───── DATA EXCERPTS ─────
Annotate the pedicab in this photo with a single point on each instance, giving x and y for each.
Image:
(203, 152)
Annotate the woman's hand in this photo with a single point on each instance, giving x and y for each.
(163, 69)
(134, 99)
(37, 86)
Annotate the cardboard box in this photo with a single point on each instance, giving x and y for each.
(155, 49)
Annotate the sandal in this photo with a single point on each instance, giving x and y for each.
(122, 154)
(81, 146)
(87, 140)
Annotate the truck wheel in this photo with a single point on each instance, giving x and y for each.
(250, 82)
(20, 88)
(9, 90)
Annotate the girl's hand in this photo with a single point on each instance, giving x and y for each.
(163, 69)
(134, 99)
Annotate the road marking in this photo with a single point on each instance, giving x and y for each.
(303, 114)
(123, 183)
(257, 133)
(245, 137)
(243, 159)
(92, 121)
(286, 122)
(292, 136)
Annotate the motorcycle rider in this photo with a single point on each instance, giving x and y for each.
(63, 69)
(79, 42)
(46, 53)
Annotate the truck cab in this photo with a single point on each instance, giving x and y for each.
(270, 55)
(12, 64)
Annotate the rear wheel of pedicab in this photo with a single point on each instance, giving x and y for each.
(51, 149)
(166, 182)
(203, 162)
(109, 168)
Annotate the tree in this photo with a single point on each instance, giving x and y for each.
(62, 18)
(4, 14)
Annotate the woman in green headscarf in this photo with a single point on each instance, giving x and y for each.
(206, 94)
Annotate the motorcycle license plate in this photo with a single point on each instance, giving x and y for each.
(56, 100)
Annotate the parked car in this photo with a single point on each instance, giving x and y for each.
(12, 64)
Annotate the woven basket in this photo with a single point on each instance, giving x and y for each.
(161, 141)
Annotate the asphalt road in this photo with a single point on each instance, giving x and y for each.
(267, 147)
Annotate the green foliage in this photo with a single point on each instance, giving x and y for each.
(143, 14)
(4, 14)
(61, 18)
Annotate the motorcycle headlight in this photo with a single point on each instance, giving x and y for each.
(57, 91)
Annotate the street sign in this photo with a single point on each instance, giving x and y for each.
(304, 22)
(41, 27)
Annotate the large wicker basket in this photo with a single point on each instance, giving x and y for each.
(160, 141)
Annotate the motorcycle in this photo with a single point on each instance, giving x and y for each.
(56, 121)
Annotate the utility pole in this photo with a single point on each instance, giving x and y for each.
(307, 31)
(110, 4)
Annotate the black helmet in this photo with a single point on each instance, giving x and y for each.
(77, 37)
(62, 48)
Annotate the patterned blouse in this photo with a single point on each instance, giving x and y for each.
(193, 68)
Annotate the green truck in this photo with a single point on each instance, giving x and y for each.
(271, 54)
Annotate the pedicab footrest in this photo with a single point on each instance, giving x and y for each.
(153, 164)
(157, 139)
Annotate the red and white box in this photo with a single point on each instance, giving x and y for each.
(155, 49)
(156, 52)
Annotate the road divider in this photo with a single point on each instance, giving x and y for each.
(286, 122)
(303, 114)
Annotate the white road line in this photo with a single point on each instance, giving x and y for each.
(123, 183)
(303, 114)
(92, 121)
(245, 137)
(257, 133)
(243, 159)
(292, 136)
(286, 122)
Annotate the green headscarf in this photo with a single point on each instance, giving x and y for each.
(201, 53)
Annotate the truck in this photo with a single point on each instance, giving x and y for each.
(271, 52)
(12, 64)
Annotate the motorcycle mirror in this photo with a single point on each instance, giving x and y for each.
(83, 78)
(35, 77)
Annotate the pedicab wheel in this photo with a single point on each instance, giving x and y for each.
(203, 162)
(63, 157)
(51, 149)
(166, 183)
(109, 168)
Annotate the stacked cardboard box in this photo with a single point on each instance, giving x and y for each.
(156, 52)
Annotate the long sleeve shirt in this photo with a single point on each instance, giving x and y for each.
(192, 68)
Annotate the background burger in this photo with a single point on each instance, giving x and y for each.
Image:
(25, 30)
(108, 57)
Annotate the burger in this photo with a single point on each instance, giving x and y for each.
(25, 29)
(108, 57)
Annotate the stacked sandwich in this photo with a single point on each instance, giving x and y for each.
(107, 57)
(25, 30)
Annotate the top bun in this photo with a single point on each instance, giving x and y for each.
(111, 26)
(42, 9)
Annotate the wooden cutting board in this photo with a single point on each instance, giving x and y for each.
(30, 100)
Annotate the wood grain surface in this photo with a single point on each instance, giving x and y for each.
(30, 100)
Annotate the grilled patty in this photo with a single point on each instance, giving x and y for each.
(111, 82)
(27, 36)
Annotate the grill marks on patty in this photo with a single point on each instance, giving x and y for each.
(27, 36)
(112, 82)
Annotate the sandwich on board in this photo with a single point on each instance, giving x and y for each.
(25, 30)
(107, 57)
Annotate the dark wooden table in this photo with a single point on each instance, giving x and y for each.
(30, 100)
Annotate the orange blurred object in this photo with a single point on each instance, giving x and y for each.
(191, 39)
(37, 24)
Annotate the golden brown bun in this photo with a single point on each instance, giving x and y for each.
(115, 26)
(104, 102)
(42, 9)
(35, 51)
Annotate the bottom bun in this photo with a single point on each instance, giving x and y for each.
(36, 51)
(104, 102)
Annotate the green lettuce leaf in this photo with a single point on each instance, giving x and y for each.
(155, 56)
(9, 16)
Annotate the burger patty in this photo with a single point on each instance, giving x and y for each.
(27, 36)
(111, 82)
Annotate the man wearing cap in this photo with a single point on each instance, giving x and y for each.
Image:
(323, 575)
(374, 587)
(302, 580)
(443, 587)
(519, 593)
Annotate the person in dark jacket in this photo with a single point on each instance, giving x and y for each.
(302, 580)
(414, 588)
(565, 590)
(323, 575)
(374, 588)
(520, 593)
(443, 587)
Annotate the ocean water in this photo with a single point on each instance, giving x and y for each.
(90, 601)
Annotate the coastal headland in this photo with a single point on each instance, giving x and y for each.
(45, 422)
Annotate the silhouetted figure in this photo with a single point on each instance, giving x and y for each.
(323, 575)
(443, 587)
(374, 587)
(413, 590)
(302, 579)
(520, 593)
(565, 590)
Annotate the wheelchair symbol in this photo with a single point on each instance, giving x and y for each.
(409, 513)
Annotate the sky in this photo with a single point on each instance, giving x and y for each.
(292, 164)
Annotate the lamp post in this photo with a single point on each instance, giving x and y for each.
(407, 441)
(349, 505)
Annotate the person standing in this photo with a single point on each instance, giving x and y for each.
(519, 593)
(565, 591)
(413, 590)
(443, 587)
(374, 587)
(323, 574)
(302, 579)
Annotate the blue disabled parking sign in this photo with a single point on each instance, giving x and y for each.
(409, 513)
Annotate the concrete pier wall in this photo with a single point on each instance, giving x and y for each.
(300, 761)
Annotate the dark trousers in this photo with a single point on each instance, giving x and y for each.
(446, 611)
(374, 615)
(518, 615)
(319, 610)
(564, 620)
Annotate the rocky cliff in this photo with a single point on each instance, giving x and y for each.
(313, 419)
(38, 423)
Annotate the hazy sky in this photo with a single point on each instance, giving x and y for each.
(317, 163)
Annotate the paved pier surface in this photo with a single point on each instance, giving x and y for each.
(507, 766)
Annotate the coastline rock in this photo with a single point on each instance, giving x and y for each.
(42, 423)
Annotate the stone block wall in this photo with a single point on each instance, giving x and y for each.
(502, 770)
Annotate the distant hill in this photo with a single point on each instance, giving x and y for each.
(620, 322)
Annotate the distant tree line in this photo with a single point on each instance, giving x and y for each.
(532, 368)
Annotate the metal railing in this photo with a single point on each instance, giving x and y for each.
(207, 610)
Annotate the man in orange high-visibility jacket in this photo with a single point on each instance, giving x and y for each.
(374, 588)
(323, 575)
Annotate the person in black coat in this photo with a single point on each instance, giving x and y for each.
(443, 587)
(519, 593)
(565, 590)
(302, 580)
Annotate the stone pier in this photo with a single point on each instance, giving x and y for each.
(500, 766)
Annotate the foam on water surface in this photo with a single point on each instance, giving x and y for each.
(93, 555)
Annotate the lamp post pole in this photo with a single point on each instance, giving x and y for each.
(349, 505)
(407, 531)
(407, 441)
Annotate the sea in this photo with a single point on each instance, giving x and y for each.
─────
[CHALLENGE] Keep only the lines from the one containing "Annotate the coastline" to the end of the entries, and repeat them exactly.

[WRITTEN ANSWER]
Annotate the coastline rock in this photo with a single point on each instance, giving x and y for each.
(42, 423)
Annotate the stone block wall in this photo with a single point on each instance, giving x and y for each.
(502, 770)
Annotate the distant hill in this photo with a single point on each instance, giving x and y for each.
(620, 322)
Annotate the distant tree line in this photo with a single point on each instance, giving x and y for each.
(532, 368)
Annotate the metal railing in this photo with a single point on each instance, giving x and y for each.
(207, 610)
Annotate the man in orange high-visibility jacket in this photo with a single point on each instance, giving x and y for each.
(374, 588)
(323, 575)
Annotate the person in black coat in this photo with a single point on each instance, giving x and y for each.
(443, 587)
(519, 593)
(565, 590)
(302, 580)
Annotate the stone pier in this photo with a single point on each instance, giving x and y for each.
(500, 766)
Annotate the foam on water surface in this photo with a single point on each instance, giving x and y for each.
(93, 555)
Annotate the lamp post pole in this photo with a single point on each instance, giving x and y for each.
(349, 505)
(407, 531)
(407, 441)
Annotate the sea in this photo with a single point on each instance, giving x and y for each.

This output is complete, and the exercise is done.